Okuma Metni
# # # # #

Ramazan Ergün hoca, doğduğu yer olan Antalya ili Yazır kasabasından olup, öğretmenliğinin son demlerini Aydın ilinde geçirir. Ne de olsa görev yaptığı, doyduğu yer olarak düşünse gerek “Aydın’ı Aydınlatanlar” adlı ilk eserinden sonra aynı isimli kitabının daha geniş bir şekilde, emek verilerek yapılan araştırma ile ikinci baskısını hazırlamıştır. Ramazan Ergün Hocanın eserinden Bizim küçük kasabanın da medrese görmüş, erenleri olduğunu satırlarından okuduk.
**
Medrese tahsili genelde 7 yıllık bir eğitim süresini kapsamaktadır. Sonrasında kısa bir kurs ve sınav yapılır. Sınavı geçen kişiye “Efendi” unvanı verilir, saygı duyulur. Efendi olan kişilerin mezar taşları da genellikle sarık şeklinde yapılır. Efendiler medresede ders vermeye haiz kimselerdir. Karaçakal Yörüklerinin son beyi Bekir Beyin çok sevdiği oğlu Ömer, medrese tahsili sonrasında Aydın’da sınavda başarısız olur. Sorulan ise; ”Kocası evde olmayan bir kadın evine ne ile bağlıdır?” şeklinde bir sorudur. Cevabını bildiği halde “Nikâhı ile bağlıdır” diyeceği yerde, Hafız Ömer mağrurlanır. Sonuçta kahrından ince hastalığa yakalanarak veremden vefat eder. Nitekim baba-oğul Donduran mezarlığında birlikte yatmaktadırlar.
**
Bizim köyden İsmail (Esgin) Hoca da Hafız Ömer ile sınava girer ve efendiliği kazanır. Tam beş yıl boyunca Kır Camii yakınındaki medresede ders verir. Atı ile sabah çadırından çıkar, akşama doğru evine döner. Yenipazar’da şimdiki Halk Eğitim Merkez binası medrese olarak da hizmet vermiş, Kır Camii yakınında medrese olduğu anlatılmaktadır. Kasabada Tevfik Hocanın da epey öğrenciye büyük emeklerle ders verdiği bilinmektedir. Donduran köyü camisinde de epeyce çocuğun din eksenli eğitim yaptığı da anlatılır.

# # # # #

Kasabadaki medrese eğitimini anlatan metni son cümlesinden sonra devam ettirin.

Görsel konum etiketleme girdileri

# # # # #

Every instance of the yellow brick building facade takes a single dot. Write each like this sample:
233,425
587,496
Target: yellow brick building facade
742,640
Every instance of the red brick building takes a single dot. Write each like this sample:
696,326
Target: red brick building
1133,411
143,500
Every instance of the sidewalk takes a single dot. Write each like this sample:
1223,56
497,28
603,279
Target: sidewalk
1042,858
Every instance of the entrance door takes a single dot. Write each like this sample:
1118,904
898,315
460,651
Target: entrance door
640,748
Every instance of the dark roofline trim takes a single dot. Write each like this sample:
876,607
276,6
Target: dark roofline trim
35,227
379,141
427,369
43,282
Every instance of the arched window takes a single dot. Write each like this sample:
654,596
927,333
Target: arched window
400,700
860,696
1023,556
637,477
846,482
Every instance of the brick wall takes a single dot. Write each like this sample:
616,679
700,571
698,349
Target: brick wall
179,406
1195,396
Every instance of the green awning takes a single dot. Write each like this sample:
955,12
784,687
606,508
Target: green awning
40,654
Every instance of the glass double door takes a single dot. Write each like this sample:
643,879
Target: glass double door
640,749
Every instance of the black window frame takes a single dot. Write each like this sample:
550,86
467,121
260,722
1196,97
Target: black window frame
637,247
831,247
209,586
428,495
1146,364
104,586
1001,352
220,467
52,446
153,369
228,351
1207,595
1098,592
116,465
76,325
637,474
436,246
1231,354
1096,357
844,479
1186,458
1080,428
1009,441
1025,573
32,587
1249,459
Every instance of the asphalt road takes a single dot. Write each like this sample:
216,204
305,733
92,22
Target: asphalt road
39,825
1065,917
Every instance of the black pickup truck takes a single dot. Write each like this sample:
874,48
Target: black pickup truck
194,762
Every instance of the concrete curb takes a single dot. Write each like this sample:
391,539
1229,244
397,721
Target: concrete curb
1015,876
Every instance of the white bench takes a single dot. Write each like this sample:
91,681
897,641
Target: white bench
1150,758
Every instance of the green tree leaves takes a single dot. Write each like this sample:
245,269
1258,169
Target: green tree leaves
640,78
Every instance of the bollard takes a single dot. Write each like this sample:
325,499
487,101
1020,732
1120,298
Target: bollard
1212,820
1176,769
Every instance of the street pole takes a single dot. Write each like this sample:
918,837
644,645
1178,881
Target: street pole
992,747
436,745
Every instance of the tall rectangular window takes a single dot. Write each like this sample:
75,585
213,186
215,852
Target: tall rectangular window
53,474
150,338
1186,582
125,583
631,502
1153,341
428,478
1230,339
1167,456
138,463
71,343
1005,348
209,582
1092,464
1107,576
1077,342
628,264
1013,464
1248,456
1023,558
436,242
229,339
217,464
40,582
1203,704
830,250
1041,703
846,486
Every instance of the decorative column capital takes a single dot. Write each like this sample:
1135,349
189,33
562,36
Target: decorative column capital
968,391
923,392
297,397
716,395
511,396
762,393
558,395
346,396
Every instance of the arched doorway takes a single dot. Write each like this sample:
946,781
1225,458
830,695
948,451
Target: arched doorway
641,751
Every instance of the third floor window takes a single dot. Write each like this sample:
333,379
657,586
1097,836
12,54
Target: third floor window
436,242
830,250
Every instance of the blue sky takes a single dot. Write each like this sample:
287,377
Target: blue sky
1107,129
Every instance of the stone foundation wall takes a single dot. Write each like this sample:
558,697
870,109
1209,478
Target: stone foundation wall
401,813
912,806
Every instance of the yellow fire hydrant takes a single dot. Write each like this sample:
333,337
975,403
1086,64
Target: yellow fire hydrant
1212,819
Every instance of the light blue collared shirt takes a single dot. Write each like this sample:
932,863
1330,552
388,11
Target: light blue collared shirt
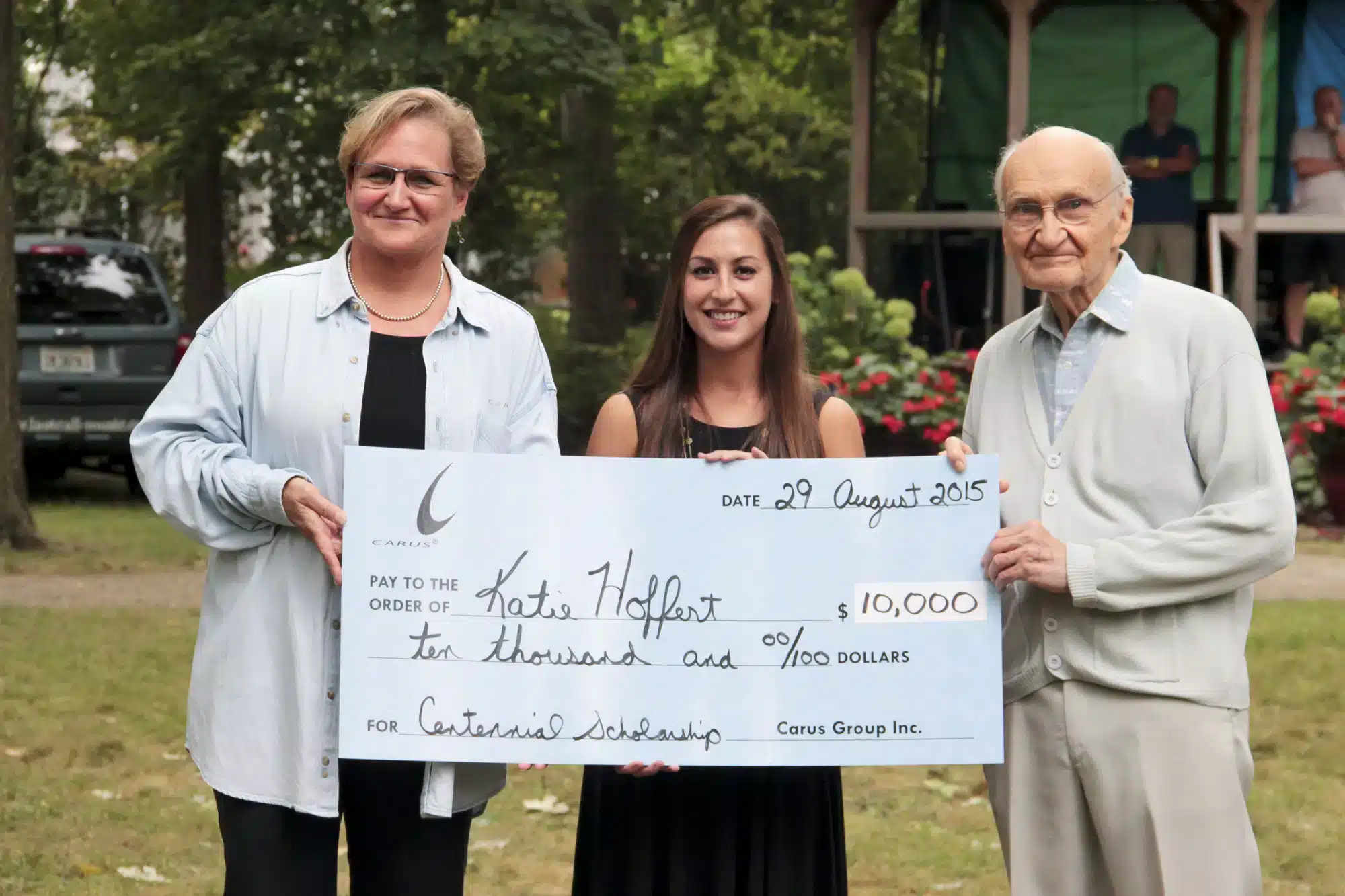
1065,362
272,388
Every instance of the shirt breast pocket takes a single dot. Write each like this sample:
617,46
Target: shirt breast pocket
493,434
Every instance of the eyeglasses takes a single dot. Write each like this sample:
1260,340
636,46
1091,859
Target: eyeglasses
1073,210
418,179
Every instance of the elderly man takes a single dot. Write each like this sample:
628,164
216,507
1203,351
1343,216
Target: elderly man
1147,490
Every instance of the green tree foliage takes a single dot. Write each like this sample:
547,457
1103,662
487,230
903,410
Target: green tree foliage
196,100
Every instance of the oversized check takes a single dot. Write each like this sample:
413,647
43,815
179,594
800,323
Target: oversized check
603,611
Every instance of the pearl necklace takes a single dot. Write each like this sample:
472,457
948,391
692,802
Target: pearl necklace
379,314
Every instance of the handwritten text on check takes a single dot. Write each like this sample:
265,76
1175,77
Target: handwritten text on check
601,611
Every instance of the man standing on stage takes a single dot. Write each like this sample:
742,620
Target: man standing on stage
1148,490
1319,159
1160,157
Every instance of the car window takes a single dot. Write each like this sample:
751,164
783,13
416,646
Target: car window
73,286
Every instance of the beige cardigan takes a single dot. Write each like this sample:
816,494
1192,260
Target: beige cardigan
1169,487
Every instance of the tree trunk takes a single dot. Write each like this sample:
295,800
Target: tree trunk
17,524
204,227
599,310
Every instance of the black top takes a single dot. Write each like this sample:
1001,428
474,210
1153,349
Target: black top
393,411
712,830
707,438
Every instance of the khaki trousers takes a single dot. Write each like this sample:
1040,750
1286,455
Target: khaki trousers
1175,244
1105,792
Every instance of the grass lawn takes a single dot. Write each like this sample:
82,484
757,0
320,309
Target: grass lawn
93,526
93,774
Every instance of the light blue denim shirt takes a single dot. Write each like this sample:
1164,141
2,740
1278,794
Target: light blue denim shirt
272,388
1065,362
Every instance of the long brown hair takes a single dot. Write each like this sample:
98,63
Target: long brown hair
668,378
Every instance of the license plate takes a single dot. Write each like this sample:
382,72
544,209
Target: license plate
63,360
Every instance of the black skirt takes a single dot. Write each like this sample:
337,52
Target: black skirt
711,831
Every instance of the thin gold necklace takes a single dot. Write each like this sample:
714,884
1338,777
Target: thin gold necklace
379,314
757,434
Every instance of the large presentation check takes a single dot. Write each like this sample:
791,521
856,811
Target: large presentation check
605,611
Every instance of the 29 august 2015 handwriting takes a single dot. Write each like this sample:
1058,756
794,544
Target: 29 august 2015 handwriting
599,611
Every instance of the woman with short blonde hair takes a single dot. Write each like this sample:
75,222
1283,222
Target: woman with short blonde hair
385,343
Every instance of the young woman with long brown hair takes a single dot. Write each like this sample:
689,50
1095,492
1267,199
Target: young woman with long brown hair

# # # # #

Nihai Sonuç
**
İlk olarak kasabamızın üst sınırında bulunan yattığı dağa adını veren Madran Baba, Horasan erenlerinden adının Musa olduğu, Okçu Musa adı ile anılır olduğu, Türkmen dedesi olduğundan da söz edilir. Bozdoğan’dan Hıdır Baba, Biresse Dede ile kardeş olduğu ve Alioğullar köyünde yatan Er Dede ile yakınlığı da aktarılmaktadır. Evliya Çelebi de Seyahatnamesinde Madran Babaya da yer vermiştir.
**
Sarı İbrahim Efendi, Yenipazarlı olup, Çakır Ahmet zadenin yetiştirdiği ulemadan bir kişi olduğundan söz edilir. Ödemişte tahsilini tamamlayarak Aydın iline döner. Kitap yazar, ders ve fetva verdiğinden söz edilir. Dokuz dönem icazet verir, yani mezun eder. Yazdığı Eserleri arasında Türkçe “İsti’aze Risalesi” yer alır. 1894 yılında hacca gider. Hacı olur ve Medine’de Bi’r-i Maşi denilen yerde vefat eder.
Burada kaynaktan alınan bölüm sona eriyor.